- [Fragmento seleccionado]:
>>

Primero fueron las micros, donde vendía lo que pudiera para ganar unas monedas; después la fruta, con jornadas agotadoras bajo el sol. Aprendió rápido que la vida en la intemperie era sobrevivir al día a día: comer lo suficiente, encontrar dónde dormir y, sobre todo, cuidarse de los otros.
—La vida en la calle es complicada, peligrosa: te asaltan, te roban. Yo estuve en el Puente Lontué, a cinco kilómetros de Curicó, y ahí pasaba de todo.
Ese puente se convirtió en su techo por un tiempo. Ahí comprendió que la calle de antes no era la de hoy: “antiguamente no era tan peligrosa”, dice, “pero ahora la juventud no respeta nada”. Y esa inseguridad creciente explica, según él, por qué muchos adultos mayores prefieren quedarse en el Hogar de Cristo y no arriesgarse a volver afuera.
—A los delincuentes no les importa si eres pobre: si tienes algo, lo que sea, te lo quitan. Antiguamente no pasaba nada. Por eso ahora hay mucho viejo que le cuesta retirarse del hogar y buscar una vida independiente, porque es muy peligroso.

<<

- [Registros extraídos de un conjunto de datos]:

>>

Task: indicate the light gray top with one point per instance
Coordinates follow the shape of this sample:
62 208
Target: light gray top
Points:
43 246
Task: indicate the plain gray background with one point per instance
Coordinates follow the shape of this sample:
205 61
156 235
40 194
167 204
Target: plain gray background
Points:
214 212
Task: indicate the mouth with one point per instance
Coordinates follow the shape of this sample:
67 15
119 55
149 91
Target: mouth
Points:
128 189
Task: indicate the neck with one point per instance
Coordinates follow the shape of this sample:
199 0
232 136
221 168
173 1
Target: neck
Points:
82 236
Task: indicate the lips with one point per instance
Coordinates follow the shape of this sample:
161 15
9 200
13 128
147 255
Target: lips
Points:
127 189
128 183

<<
>>

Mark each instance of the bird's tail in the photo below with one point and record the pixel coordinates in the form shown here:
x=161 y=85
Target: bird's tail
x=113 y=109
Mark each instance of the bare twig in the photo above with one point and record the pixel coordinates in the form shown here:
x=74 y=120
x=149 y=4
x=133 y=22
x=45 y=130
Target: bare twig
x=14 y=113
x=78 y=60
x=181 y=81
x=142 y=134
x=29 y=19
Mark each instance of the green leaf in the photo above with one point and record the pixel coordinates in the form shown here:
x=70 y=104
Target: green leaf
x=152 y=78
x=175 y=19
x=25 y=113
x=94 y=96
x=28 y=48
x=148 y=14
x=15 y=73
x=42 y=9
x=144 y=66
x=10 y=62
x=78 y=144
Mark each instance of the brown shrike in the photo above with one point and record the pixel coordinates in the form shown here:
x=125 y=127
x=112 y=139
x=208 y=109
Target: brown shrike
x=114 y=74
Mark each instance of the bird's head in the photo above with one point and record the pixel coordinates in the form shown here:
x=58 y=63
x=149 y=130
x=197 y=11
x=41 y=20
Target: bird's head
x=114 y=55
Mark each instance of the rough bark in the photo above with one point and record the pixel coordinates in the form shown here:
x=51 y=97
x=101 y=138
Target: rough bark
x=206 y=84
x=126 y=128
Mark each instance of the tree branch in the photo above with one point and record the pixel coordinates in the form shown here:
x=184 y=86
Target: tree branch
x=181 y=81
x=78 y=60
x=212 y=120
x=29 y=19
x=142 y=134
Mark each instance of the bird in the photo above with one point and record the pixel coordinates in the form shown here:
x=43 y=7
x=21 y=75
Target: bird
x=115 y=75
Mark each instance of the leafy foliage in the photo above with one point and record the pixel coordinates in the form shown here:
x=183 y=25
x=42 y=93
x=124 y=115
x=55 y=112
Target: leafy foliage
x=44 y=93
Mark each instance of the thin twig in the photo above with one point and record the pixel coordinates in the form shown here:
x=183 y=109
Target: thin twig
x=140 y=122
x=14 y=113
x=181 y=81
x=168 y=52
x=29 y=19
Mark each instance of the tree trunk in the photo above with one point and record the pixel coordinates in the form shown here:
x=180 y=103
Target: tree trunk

<<
>>

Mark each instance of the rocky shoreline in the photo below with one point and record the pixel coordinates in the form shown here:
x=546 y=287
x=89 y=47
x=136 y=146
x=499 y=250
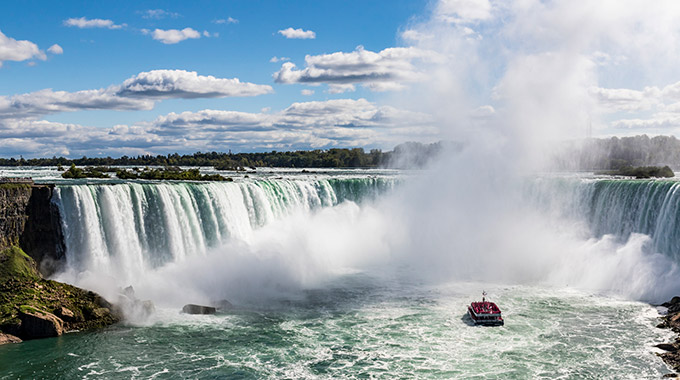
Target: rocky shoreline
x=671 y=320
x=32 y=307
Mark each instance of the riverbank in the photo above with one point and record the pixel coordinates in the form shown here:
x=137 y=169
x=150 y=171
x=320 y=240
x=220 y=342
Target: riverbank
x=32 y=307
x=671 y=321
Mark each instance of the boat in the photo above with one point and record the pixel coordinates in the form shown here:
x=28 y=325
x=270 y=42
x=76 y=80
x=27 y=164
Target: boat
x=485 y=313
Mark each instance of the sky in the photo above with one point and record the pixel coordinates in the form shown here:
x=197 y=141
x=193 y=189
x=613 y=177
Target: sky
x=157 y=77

<<

- [Trabajo por realizar]:
**1)** Responde según el fragmento:
(a) ¿A qué distancia de Curicó está el Puente Lontué?
(b) ¿Dónde trabajó antes de trabajar en la fruta?
(c) ¿En qué lugar prefieren quedarse muchos adultos mayores?
**2)** Reproduce sin cambios el pasaje del fragmento que comienza en "Primero fueron las" y termina en "a volver afuera.".
Basta con el fragmento para responder.

- [Respuestas escritas]:
**1)**
(a) A cinco kilómetros.
(b) En las micros, donde vendía lo que pudiera.
(c) En el Hogar de Cristo.

**2)**
Primero fueron las micros, donde vendía lo que pudiera para ganar unas monedas; después la fruta, con jornadas agotadoras bajo el sol. Aprendió rápido que la vida en la intemperie era sobrevivir al día a día: comer lo suficiente, encontrar dónde dormir y, sobre todo, cuidarse de los otros.
—La vida en la calle es complicada, peligrosa: te asaltan, te roban. Yo estuve en el Puente Lontué, a cinco kilómetros de Curicó, y ahí pasaba de todo.
Ese puente se convirtió en su techo por un tiempo. Ahí comprendió que la calle de antes no era la de hoy: “antiguamente no era tan peligrosa”, dice, “pero ahora la juventud no respeta nada”. Y esa inseguridad creciente explica, según él, por qué muchos adultos mayores prefieren quedarse en el Hogar de Cristo y no arriesgarse a volver afuera.